Excerpt from a dataset
_ _ _ _
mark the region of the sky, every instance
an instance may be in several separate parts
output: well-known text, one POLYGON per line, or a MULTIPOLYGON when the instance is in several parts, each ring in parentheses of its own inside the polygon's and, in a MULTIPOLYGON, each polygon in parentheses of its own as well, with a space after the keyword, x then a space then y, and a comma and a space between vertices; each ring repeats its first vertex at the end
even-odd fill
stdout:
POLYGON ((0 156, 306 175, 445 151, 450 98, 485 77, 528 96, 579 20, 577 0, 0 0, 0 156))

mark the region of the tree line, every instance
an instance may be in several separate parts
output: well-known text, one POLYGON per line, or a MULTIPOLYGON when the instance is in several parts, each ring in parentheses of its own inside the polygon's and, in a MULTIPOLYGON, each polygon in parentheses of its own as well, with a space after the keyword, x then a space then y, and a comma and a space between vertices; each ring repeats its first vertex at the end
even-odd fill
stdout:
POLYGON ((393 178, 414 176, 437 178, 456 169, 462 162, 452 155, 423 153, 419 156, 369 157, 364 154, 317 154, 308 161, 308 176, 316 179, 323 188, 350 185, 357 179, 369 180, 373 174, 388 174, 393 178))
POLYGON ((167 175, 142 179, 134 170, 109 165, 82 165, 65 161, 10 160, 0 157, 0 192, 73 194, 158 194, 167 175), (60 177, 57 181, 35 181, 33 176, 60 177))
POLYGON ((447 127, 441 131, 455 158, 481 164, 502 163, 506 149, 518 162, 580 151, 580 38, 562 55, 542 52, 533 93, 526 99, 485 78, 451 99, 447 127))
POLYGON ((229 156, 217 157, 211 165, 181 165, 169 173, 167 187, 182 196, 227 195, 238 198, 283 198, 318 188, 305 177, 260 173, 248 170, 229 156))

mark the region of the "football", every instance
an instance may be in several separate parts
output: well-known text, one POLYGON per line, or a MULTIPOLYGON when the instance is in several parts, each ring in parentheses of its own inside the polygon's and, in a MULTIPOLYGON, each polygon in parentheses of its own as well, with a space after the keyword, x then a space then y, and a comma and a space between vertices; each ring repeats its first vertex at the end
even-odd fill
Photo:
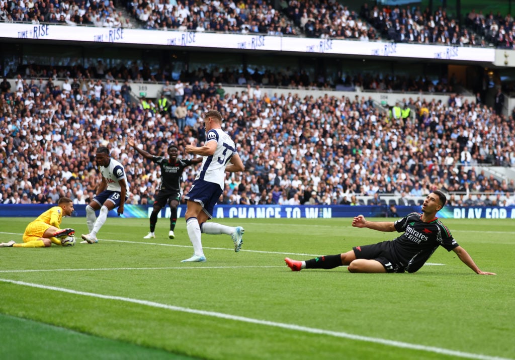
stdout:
_ _ _ _
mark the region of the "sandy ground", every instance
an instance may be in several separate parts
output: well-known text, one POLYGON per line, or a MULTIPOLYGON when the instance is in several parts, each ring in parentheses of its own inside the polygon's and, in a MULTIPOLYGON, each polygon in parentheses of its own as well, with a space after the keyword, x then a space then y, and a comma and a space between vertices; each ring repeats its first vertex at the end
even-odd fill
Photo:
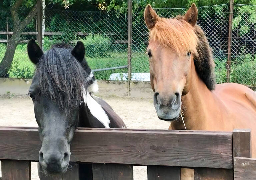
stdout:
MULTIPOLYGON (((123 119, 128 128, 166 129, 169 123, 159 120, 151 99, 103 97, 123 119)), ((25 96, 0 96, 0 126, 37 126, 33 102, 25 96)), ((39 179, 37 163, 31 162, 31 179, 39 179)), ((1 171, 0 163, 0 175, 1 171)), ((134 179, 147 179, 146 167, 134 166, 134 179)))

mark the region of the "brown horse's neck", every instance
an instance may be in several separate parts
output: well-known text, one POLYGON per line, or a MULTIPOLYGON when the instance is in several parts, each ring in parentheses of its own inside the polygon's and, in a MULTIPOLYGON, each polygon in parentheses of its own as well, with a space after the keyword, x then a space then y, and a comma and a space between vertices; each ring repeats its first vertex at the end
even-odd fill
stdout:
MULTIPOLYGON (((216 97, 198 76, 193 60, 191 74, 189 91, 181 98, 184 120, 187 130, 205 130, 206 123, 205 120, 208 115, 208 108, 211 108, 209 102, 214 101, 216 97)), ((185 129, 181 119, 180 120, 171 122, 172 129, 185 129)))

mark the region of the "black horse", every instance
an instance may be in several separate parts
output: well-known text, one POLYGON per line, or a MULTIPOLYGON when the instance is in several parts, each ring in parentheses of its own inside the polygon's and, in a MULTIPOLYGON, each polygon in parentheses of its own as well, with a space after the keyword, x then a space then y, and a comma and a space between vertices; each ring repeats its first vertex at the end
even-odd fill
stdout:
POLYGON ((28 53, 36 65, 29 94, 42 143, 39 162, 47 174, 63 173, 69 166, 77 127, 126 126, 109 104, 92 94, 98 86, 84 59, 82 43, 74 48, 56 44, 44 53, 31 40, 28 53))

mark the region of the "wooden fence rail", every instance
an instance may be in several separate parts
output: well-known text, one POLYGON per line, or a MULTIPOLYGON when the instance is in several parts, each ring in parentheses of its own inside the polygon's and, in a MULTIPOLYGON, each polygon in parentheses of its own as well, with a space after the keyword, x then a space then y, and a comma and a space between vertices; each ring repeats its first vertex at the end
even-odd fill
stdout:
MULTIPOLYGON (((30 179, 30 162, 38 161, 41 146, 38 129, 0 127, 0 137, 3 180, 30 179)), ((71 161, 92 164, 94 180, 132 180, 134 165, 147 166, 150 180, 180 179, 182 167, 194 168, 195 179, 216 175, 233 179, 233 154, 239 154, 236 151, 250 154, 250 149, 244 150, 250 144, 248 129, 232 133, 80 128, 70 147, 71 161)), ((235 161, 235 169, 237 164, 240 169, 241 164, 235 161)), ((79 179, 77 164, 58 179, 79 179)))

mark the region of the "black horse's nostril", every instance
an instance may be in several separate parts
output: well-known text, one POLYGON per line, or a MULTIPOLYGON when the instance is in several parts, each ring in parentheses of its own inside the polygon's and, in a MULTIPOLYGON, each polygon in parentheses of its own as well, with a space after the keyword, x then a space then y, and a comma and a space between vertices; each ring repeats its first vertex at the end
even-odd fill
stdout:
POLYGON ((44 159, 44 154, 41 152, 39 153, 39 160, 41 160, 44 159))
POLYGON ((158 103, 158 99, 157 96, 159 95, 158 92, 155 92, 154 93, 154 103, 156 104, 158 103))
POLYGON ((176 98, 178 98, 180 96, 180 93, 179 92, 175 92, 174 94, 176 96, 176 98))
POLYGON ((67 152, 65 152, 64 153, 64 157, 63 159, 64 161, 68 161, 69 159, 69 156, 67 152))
_ _ _ _
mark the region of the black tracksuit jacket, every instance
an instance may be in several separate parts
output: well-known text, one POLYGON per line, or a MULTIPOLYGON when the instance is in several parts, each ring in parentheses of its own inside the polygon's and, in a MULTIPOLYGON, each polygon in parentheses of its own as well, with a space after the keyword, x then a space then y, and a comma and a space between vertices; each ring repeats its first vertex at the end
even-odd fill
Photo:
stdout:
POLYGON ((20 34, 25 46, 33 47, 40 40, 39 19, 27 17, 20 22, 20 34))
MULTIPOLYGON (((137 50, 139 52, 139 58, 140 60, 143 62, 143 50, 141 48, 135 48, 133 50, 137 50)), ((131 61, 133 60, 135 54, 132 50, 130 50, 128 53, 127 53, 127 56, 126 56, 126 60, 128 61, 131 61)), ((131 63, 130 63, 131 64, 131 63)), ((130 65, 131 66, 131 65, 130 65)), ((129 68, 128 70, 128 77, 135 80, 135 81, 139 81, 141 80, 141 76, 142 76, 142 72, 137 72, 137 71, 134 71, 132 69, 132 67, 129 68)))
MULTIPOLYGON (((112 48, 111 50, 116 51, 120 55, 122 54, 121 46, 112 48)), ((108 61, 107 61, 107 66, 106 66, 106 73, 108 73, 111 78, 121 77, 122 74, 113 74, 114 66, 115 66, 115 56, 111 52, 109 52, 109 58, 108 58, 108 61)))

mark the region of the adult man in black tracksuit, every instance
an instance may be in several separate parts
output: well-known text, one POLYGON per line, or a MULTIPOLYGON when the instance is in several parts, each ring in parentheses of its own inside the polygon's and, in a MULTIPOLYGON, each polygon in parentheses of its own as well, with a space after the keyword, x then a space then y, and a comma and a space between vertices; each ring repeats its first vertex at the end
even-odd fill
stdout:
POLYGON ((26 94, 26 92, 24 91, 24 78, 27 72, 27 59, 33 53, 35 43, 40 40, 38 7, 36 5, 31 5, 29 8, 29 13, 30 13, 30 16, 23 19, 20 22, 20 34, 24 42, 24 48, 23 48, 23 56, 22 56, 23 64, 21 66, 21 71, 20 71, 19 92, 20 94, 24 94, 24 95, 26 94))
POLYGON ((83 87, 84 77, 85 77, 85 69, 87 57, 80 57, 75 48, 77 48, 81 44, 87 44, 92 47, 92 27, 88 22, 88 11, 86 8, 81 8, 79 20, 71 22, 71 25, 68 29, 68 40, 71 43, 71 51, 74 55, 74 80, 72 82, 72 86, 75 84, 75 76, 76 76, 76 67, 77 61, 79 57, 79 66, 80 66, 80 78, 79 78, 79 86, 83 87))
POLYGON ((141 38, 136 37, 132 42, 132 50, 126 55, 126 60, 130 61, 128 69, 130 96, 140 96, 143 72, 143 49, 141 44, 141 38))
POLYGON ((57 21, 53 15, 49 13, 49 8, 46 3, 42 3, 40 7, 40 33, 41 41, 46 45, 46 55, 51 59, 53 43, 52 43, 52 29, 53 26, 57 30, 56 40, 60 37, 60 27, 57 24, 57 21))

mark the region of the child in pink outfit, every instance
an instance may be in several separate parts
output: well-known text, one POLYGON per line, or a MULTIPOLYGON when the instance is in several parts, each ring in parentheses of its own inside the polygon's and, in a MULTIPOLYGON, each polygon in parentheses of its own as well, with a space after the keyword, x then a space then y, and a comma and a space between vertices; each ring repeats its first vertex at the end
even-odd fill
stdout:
_ _ _ _
▶ **Short task**: Locate each line in the listing that contains the string "horse" and copy those lines out. Matching is case-sensitive.

▶ **Response**:
mark the region of the "brown horse's neck", every instance
mark the region of the "black horse", every instance
mark the region of the "black horse's nostril", every instance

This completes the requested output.